=== EXCERPTED DATA ===

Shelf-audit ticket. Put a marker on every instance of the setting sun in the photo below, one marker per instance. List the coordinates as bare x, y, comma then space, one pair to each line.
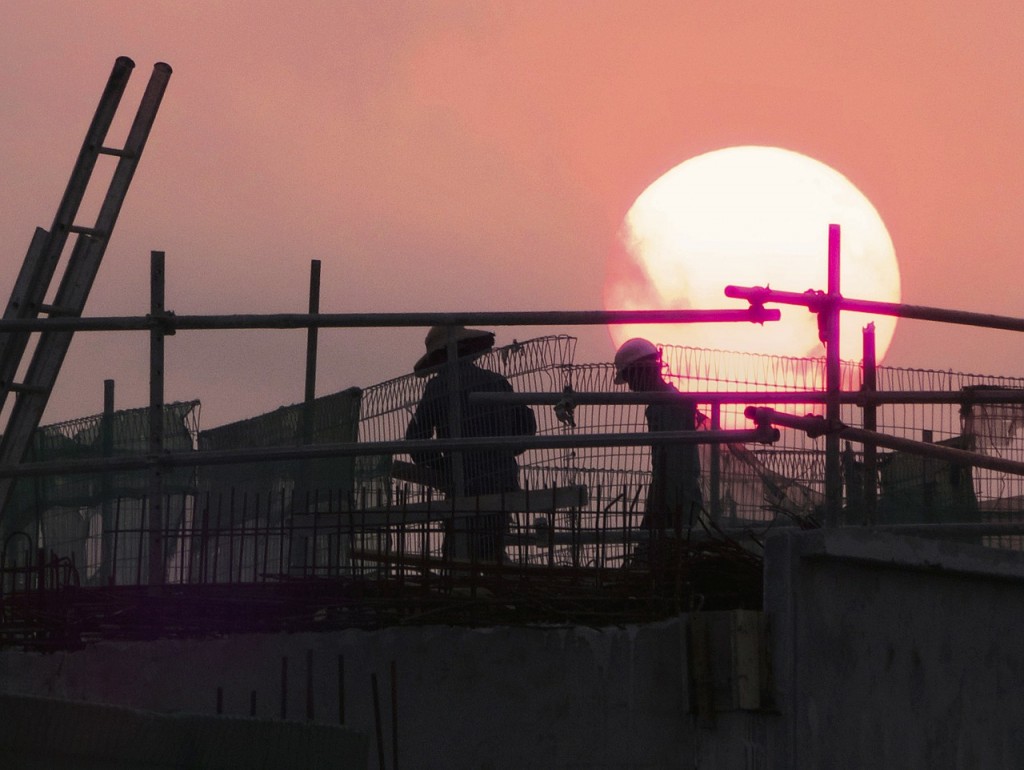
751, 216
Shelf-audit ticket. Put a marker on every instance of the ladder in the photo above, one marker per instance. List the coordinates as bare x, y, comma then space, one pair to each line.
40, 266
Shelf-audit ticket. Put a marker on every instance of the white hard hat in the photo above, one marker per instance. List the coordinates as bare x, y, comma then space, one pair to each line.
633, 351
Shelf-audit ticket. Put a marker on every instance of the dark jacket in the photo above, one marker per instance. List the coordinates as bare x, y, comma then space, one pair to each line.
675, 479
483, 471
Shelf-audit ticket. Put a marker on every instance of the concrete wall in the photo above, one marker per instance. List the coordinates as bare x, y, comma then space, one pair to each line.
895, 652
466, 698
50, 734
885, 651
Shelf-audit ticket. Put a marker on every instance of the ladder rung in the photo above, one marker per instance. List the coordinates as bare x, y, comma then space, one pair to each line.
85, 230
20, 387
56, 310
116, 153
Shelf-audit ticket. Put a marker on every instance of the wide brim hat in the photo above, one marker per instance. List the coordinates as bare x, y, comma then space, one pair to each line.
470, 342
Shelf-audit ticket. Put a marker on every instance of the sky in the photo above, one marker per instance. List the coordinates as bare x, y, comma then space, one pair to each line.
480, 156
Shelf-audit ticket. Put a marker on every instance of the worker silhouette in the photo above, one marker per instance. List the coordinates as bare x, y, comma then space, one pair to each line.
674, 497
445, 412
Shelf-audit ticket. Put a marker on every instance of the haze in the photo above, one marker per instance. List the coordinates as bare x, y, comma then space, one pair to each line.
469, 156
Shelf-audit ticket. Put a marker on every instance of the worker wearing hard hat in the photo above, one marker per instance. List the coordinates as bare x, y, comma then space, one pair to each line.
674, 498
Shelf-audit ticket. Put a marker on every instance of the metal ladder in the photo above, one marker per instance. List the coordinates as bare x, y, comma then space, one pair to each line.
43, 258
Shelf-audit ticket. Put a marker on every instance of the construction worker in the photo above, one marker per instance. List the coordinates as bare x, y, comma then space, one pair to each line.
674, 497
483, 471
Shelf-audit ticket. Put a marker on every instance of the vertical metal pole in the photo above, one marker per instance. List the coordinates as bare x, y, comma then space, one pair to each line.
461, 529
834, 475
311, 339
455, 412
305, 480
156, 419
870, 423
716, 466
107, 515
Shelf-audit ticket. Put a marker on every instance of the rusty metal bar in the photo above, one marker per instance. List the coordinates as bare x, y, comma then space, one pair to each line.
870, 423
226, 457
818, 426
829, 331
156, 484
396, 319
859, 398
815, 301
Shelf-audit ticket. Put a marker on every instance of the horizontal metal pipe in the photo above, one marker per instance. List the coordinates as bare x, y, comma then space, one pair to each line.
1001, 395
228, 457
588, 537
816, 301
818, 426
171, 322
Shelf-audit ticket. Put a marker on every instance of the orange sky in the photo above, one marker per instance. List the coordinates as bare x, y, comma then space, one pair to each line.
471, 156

===

DESCRIPTION OF THE TASK:
The expected response is every line of the material, written out exactly, with the images removed.

COMPLETED EXERCISE:
Shelf-audit ticket. Put a marker on every instance of the setting sun in the photo below, one marker per instance. List the coordinates as bare x, y, comma then space, one pair to each line.
751, 216
Shelf-audit ticket. Put a marker on every instance of the ladder in the photo above, one marker per instance. List the coordinates as bare x, y, comma then space, one pair to each line.
40, 266
Shelf-audit ticket. Put a marker on every instance of the white hard hat in the photo above, one marker per instance. List the coordinates as bare x, y, comma then space, one pair to each line.
633, 351
Shelf-audit ticket. Put a marker on every instance of the dark jacket in the photo above, one marker per instance. List the coordinates as bare x, y, comma then space, one pair to each line.
675, 479
483, 471
Shelf-audit ticket. Put a marker on every instance of the concrete wall in the photo above, one marker per instance. List the coordinates as bare x, y, comma then space, one pair to each line.
895, 652
466, 698
50, 734
885, 651
Shelf-audit ticket. Put a marker on every instance of the ladder rung in the photo above, one marker per instance. List the coordinates as bare x, y, comma then space, one pair to each line.
85, 230
20, 387
56, 310
116, 153
Shelf-audit ticket. Put a marker on every instance of the wide brim hat in the photo above, one marker per instance. List the coordinates as bare x, y, comma then space, one pair to each line.
470, 342
Shelf-audit ticket. Put a marker on every instance of the sky in the photo above, one marker per instance. List the coordinates as bare x, y, comma then space, one pair to each line.
480, 156
Shelf-audit ticket. Put a marker on every instance of the worker silhouette in the photo above, one marker per instance. List the coordinates as bare x, y, comma then space, one pair to each line.
674, 497
445, 412
Shelf-audit ticket. Put a marker on every instance of the haze in the photo above, one marker per instance. List the coordinates as bare x, y, comma then space, one pair to each line.
469, 156
Shelf-audit ticket. Put a marker on every instance of the worker wearing hard hat in the photo above, one marker per instance. List the coordinates as bare x, y, comma then space, one pair to each line.
674, 498
Shelf-audit ticket. Put a marker on every instance of the metal ladder in the photo above, one marker per instance. List the coordinates as bare x, y, comma then space, one pair to each line.
43, 258
Shelf-audit ticket. Put a marker on every instance of the construction worker in the photo above, one marker per instance. List the coordinates as bare x, y, comma then space, one pair to each line.
674, 497
483, 471
Shelf-audit ticket. Put a marker on every instance of the vertical metal pole in the photo above, one marker per instance. List the coordinates as bare x, y, comma then space, one pair to each line.
461, 529
834, 475
311, 339
455, 412
305, 480
156, 419
870, 423
716, 466
107, 515
Shelf-audit ticket. Put a marker on every instance of the rusty metal bar in the photo above, one marker per instance. List the coordinates as bare x, y, comma then space, one pair to each line.
870, 423
226, 457
818, 426
829, 331
156, 484
396, 319
859, 398
815, 301
Shelf-audit ticket. Put a marker on every instance of the horizontal metal pipe in the photo above, one marker per instance. List the coordinates as bare x, y, comma then space, one pair to each line.
1001, 395
228, 457
588, 537
816, 301
818, 426
171, 322
Shelf-audit ticket. Put a marker on every instance of the orange sky in the photo above, one marker per instance. List the coordinates as bare x, y, comma then space, one pair to each line.
471, 156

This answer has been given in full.